Given data
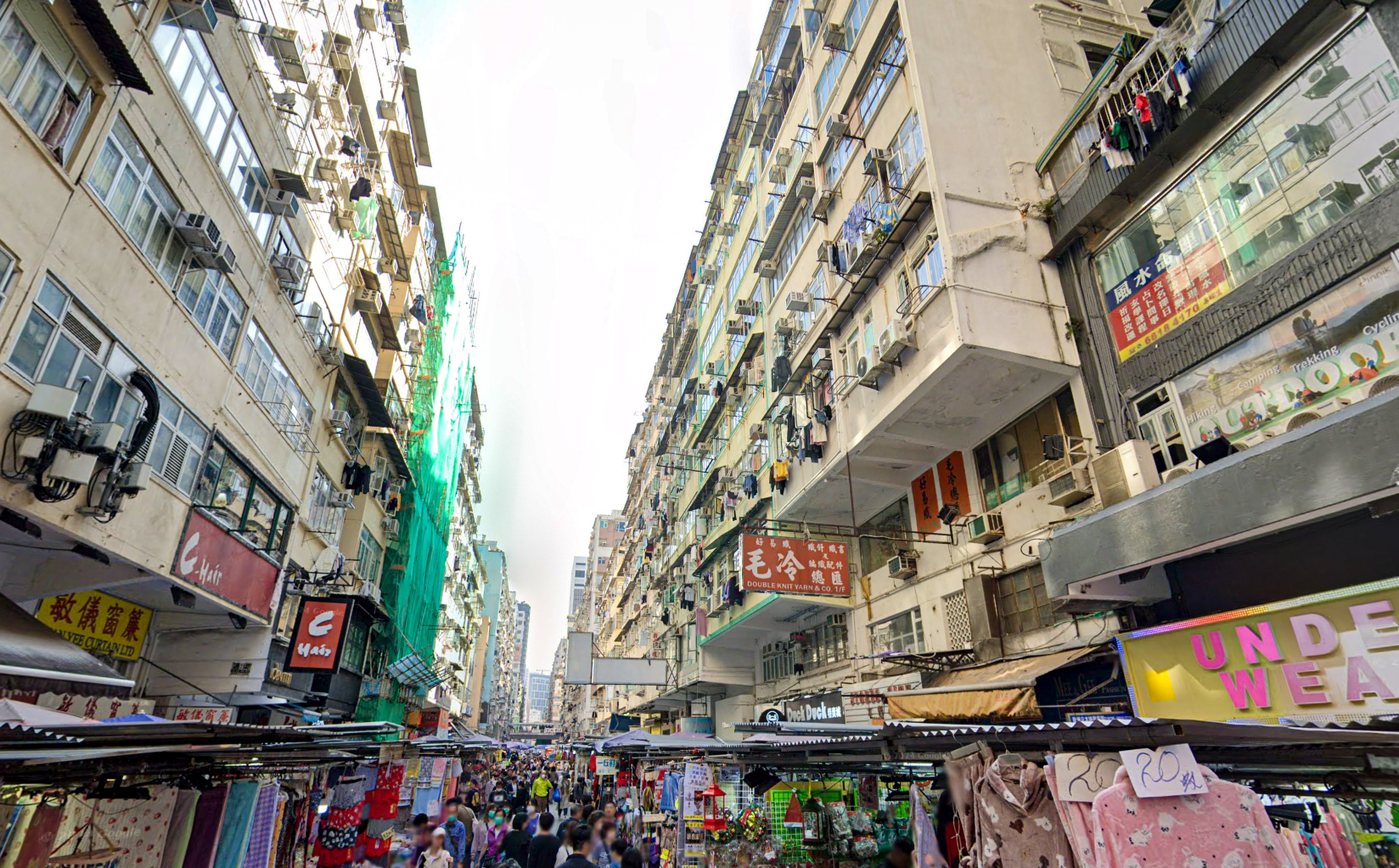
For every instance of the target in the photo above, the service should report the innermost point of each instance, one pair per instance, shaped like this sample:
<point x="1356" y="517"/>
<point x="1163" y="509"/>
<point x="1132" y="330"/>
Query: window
<point x="212" y="300"/>
<point x="42" y="78"/>
<point x="177" y="445"/>
<point x="371" y="557"/>
<point x="1022" y="602"/>
<point x="241" y="501"/>
<point x="1013" y="459"/>
<point x="202" y="90"/>
<point x="62" y="347"/>
<point x="1288" y="174"/>
<point x="324" y="518"/>
<point x="272" y="383"/>
<point x="126" y="182"/>
<point x="903" y="632"/>
<point x="777" y="662"/>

Assignment
A word-for-word retyping of every record is required, without the pictures.

Result for this task
For every instance of the target in the photo above, the service should report the innermost point of each instance, one pair per instance, shaped like this sample:
<point x="1356" y="517"/>
<point x="1163" y="509"/>
<point x="1132" y="330"/>
Query: window
<point x="212" y="300"/>
<point x="42" y="78"/>
<point x="177" y="445"/>
<point x="371" y="557"/>
<point x="1022" y="602"/>
<point x="241" y="501"/>
<point x="1013" y="459"/>
<point x="202" y="90"/>
<point x="62" y="347"/>
<point x="1288" y="174"/>
<point x="324" y="518"/>
<point x="272" y="383"/>
<point x="126" y="182"/>
<point x="903" y="632"/>
<point x="777" y="662"/>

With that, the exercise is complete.